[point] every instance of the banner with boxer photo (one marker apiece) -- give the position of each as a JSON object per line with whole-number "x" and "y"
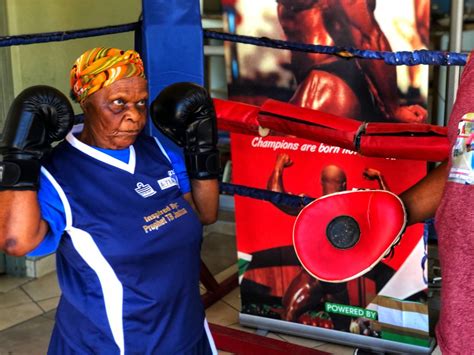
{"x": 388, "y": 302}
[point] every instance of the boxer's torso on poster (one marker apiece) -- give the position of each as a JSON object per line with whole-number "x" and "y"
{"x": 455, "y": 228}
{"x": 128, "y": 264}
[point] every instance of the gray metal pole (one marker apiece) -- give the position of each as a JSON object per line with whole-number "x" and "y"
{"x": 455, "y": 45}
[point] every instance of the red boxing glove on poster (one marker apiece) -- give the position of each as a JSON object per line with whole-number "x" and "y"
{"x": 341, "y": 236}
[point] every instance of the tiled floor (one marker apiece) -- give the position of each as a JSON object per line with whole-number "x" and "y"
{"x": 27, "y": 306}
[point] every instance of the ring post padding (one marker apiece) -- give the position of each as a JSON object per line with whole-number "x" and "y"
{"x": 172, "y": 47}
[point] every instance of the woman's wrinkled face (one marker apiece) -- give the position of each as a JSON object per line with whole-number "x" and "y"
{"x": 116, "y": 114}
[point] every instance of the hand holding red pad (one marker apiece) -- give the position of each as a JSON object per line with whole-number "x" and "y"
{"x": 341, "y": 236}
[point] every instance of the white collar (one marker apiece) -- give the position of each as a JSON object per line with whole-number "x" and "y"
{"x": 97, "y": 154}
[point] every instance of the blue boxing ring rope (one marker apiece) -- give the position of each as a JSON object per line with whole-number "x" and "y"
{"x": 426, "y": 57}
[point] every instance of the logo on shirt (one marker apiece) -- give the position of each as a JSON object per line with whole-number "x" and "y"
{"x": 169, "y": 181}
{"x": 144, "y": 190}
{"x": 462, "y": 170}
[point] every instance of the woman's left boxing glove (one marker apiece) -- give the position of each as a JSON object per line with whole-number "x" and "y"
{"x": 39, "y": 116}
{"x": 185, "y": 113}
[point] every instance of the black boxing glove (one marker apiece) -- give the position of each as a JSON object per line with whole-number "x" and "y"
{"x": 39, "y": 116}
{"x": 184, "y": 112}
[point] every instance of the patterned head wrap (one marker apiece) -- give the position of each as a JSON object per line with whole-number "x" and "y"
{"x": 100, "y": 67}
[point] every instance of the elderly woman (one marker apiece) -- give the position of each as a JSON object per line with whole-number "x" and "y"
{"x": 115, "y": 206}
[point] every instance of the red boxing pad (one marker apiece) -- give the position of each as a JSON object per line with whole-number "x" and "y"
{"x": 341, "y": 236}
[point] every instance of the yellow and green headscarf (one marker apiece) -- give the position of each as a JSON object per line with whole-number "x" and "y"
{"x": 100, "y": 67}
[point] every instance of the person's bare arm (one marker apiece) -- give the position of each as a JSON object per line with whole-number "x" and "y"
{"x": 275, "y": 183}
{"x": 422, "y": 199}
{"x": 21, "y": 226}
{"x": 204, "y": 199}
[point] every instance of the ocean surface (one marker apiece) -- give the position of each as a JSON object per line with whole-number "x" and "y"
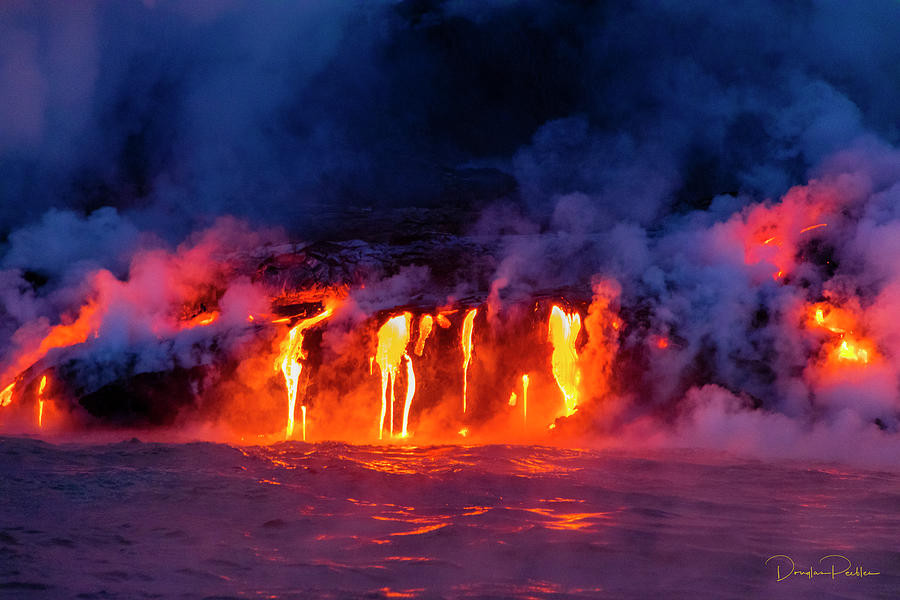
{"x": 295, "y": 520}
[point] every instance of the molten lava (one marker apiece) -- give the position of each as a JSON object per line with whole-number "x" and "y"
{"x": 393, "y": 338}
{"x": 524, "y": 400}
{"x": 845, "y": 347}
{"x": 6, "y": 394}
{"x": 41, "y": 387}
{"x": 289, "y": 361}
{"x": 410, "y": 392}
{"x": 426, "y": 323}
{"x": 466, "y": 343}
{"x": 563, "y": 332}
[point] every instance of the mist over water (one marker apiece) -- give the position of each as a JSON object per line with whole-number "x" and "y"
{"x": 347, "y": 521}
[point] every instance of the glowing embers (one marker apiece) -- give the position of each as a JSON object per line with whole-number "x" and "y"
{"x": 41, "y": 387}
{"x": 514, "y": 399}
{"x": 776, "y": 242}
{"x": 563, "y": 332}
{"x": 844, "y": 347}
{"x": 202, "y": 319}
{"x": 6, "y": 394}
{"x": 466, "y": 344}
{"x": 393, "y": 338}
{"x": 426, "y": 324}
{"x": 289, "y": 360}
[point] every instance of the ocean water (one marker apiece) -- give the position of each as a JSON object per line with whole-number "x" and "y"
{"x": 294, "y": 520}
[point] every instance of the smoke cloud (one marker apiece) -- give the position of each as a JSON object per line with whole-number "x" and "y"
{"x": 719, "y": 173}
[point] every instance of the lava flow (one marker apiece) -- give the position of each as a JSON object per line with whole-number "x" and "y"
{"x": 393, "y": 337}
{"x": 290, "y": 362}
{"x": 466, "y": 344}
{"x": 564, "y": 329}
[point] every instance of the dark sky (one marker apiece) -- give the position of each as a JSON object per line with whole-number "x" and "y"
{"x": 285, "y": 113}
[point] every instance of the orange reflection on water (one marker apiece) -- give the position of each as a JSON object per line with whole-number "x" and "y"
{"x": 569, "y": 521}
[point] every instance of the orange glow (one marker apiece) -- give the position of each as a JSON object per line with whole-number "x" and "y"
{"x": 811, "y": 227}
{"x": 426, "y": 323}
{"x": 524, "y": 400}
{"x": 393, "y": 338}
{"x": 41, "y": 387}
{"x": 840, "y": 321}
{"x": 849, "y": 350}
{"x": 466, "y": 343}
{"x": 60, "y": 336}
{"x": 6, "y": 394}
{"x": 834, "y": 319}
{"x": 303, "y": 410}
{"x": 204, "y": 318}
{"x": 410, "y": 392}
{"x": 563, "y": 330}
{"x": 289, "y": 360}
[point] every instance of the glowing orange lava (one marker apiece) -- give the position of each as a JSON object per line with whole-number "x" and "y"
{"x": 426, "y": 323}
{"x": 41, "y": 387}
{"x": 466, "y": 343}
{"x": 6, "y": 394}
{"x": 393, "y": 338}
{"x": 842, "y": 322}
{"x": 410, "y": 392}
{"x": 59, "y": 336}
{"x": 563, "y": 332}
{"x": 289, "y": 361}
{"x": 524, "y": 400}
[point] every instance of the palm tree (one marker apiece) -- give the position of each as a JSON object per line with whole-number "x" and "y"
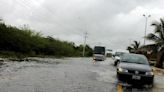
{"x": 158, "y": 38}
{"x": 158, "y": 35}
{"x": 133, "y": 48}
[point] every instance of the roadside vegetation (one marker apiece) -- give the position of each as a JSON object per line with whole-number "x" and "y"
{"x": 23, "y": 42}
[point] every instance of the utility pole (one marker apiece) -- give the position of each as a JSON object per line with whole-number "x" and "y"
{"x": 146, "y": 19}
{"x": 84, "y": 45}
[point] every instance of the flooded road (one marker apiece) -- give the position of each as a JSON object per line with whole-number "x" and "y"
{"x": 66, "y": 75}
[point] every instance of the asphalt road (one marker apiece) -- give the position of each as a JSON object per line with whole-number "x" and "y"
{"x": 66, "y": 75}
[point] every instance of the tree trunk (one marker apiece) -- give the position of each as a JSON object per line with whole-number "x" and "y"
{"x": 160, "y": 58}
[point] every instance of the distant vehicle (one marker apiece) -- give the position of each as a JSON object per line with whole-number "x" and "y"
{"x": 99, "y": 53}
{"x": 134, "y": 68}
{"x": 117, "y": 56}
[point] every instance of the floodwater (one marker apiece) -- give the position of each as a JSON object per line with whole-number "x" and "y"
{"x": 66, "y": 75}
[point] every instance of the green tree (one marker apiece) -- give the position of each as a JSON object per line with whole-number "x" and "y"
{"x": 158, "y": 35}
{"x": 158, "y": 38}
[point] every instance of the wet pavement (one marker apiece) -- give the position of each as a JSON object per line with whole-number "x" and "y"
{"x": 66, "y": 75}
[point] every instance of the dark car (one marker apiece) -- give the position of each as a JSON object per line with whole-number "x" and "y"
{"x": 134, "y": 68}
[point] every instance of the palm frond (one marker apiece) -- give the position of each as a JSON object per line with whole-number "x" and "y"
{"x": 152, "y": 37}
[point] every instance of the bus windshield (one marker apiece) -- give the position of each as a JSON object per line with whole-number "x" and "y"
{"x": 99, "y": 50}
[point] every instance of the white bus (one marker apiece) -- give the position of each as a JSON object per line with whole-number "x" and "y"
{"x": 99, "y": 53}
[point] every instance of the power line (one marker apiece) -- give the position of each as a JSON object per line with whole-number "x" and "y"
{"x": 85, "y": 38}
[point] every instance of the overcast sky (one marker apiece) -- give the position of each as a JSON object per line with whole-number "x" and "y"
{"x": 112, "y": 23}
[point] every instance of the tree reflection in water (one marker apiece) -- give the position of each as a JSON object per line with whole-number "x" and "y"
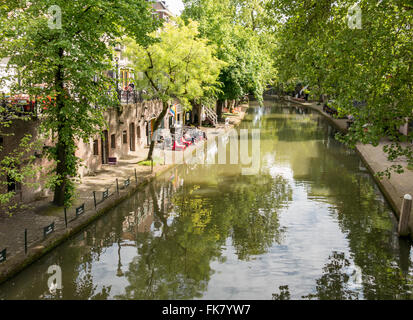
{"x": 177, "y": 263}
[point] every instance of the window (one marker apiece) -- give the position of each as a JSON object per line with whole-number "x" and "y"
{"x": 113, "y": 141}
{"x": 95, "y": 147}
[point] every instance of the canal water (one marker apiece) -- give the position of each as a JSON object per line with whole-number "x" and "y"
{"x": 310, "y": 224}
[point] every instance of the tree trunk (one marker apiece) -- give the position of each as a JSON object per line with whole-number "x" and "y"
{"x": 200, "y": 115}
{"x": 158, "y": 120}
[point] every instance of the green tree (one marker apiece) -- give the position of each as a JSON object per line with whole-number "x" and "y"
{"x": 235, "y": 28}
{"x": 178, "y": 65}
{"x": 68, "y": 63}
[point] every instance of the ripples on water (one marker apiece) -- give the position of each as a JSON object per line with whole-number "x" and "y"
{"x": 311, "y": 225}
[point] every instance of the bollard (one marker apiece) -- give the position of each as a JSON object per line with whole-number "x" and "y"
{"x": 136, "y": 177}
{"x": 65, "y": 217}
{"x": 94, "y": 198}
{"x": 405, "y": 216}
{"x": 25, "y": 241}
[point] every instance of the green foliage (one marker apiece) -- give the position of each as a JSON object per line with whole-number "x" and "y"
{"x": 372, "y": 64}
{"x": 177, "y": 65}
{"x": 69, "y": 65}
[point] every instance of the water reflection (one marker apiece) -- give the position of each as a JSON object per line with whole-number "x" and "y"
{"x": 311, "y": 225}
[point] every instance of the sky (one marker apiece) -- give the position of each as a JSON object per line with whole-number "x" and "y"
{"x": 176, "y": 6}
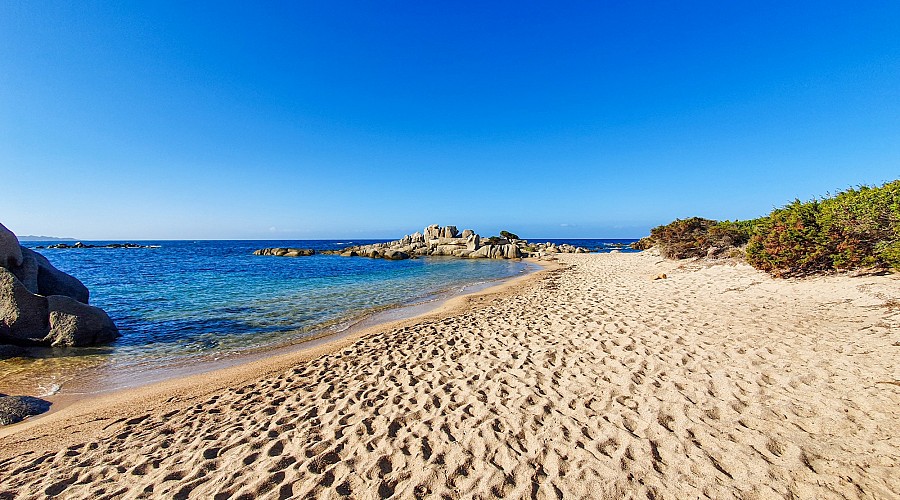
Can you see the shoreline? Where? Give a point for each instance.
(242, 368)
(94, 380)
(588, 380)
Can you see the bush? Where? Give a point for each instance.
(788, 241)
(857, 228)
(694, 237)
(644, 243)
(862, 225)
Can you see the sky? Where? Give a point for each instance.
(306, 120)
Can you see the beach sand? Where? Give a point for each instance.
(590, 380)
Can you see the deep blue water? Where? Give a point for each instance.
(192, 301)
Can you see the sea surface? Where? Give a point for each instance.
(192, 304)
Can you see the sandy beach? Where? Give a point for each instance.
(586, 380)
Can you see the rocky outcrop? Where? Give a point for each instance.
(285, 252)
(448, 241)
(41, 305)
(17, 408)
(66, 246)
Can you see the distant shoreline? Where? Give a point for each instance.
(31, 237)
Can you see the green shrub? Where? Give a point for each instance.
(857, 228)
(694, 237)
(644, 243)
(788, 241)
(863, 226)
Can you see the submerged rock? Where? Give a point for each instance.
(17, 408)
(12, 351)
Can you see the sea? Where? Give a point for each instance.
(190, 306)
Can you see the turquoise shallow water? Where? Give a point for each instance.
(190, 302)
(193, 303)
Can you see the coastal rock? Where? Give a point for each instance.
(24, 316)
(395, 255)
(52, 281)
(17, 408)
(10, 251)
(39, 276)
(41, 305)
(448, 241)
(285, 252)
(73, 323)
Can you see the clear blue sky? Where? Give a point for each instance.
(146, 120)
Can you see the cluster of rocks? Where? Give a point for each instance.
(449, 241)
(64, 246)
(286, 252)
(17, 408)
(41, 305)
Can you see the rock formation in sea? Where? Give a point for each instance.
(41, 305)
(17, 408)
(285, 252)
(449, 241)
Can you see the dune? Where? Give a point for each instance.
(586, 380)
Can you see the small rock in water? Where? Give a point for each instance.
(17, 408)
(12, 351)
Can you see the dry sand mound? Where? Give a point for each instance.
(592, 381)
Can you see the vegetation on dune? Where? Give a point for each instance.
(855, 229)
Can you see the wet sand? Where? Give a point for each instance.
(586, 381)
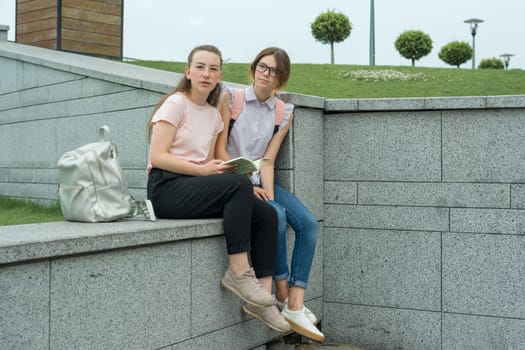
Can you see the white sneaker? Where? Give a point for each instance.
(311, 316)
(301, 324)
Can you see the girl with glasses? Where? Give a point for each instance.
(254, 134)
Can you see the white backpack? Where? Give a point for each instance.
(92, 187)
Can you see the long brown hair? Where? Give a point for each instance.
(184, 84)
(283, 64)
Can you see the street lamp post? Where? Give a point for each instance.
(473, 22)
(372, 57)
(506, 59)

§ §

| YOUR TASK |
Reproduce the lines from the one holding "Can you see the turquoise" through the end of the entries above exactly, keeping both ends and dropping every picture.

| ANSWER |
Can you see the turquoise shallow water? Where? Give a point for each instance.
(190, 302)
(193, 303)
Can you see the coastal rock? Where? Give a point for each instance.
(24, 316)
(395, 255)
(52, 281)
(17, 408)
(10, 251)
(39, 276)
(41, 305)
(448, 241)
(285, 252)
(73, 323)
Can you see the clear blue sky? Where? Give a point for each instance.
(146, 120)
Can you see the cluster of rocks? Where? Give a point for each instance.
(449, 241)
(64, 246)
(286, 252)
(17, 408)
(41, 305)
Can you see the rock formation in sea? Where? Give a point for each instance.
(41, 305)
(17, 408)
(285, 252)
(449, 241)
Can you see the dune? Where? Give a point for each instance.
(586, 380)
Can you see the small rock in water? Where? Give a point for each instance.
(17, 408)
(12, 351)
Can you see the dry sand mound? Where? Give a point for each instance.
(592, 381)
Can you see the vegetation on dune? Where? Give a point for each instance.
(855, 229)
Can you see the wet sand? Where? Give a point for each instance.
(586, 381)
Can you see the white sneaker? Where? Give a point for each instance.
(311, 316)
(301, 324)
Can you see the girl with glasses? Where? Give a point for each instance.
(254, 134)
Can you see the white backpack? Where? Give a point for each instance.
(92, 187)
Can you see the long brown hair? Where? Give a point for each instance.
(184, 84)
(283, 64)
Can you see the street lamp post? Where? Give a point for each instance.
(473, 22)
(372, 57)
(506, 59)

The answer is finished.